Now that I have, through your fatherly intercession, a complete sufficiency
from her august Imperial Highness, and your approbation of my labours, and
that of other experts and lovers of the sciences, and almost their universal
delight in them, and finally no longer a childish reasoning of an imperfect
age, - how could I in my manhood disgrace my early life ? But I shall stop
troubling your patience with these considerations, knowing your just opinion.
of me. So I shall report to your Excellency that which your praiseworthy
zeal wishes to know of the sciences.
First, as to electricity: There have lately been made here two important
experiments, one by Mr. Richmann by means of the apparatus, the other by
me in the clouds. By the first it was proved that Musschenbroek's experiment
with a strong discharge can be transferred from place to place, separating
it from the apparatus for a considerable distance, even as much as half
a mile. The second. experiment was made on my lightning apparatus, when,
without any perceptible thunder or lightning, on the 25th of April, the
thread was repelled from the iron rod and followed my hand; and on the 28th
of the same month, during the passage of a raincloud without any perceptible
thunder or lightning, there were loud discharges from the lightning apparatus,
with bright sparks and a crackling that could be heard from a great distance.
This has never been noticed before, and it agrees completely with my former
theory of heat and my present one of the electric power, and this will serve
me well at the next public lecture. This lecture I shall deliver in conjunction
with Professor Richmann: he will present his experiments, and I shall illustrate
the theory and usefulness arising from them; I am now preparing for this
lecture.

> [Exercise requirements]
Could you continue the letter reporting the electricity and lightning experiments, starting after its last sentence?

> [Recorded information]
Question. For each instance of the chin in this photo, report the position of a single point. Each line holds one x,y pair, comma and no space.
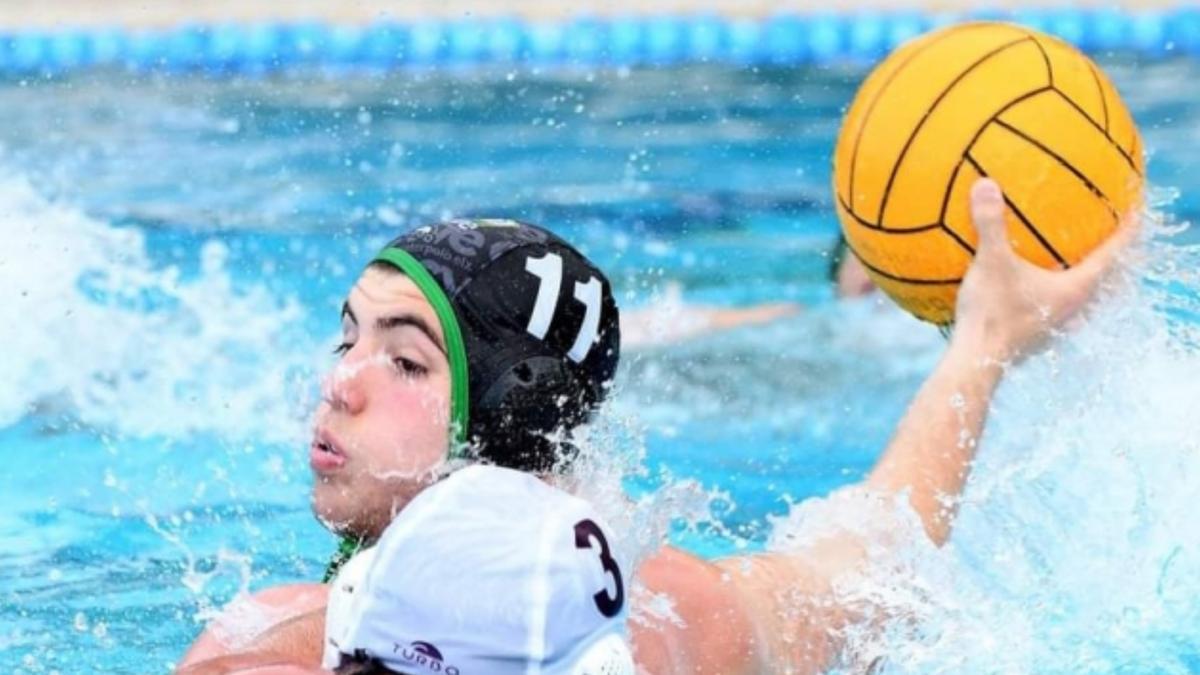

> [Final answer]
As to the second part of the text-book on eloquence, it is well on its way,
and I hope to have it printed by the end of October. I shall use all my
endeavour to have it out soon; I do not send your Excellency any manuscript
of it, as you have asked for printed sheets. As I have promised, I am also
using all my endeavour in regard to the first volume of the Russian History,
so as to have it ready in manuscript by the new year. From him who delivers
lectures in his subject, who makes new experiments, delivers public lectures
and dissertations, and besides composes all kinds of verses and projects
for solemn expressions of joy; who writes out the rules of eloquence for
his native language and a history of his country, which, at that, he has
to furnish for a certain date, -- I cannot demand anything more, and I am
ready to be patient with him, provided something sensible will result in
the end.
Having again and again convinced myself that your Excellency likes to converse
about science, I eagerly await a pleasant meeting with you, in order to
satisfy you with my latest endeavours, for it is not possible to communicate
them all to you at a distance. I cannot see when I shall be able to arrange,
as I had promised, the optical apparatus in your Excellency's house, for
there are no floors, nor ceilings, nor staircases in it yet, and I lately
walked around in it with no small degree of danger to myself. The electric
balls I shall send you, as you wish, without delay, as soon as possible.
I must inform your Excellency that there is here a great scarcity in mechanics,
so that I have not been able to get anywhere, not even at your estate, a
joiner for any money, to build me an electric apparatus, so that up to the
present I have been making use, instead of a terrestrial machine, of the
clouds, to which I have had a pole erected from the roof. Whatever instruments
your Excellency may need, I be- you to permit me to report in the office
of the Academy in your name that the orders for them should be given to
the mechanics, or else the business will be endlessly prolonged. In fine,
I remain, with the expression of deep respect, your most humble and faithful
servant, Mikhaylo Lomonosov. St. Petersburg, May 31, 1753.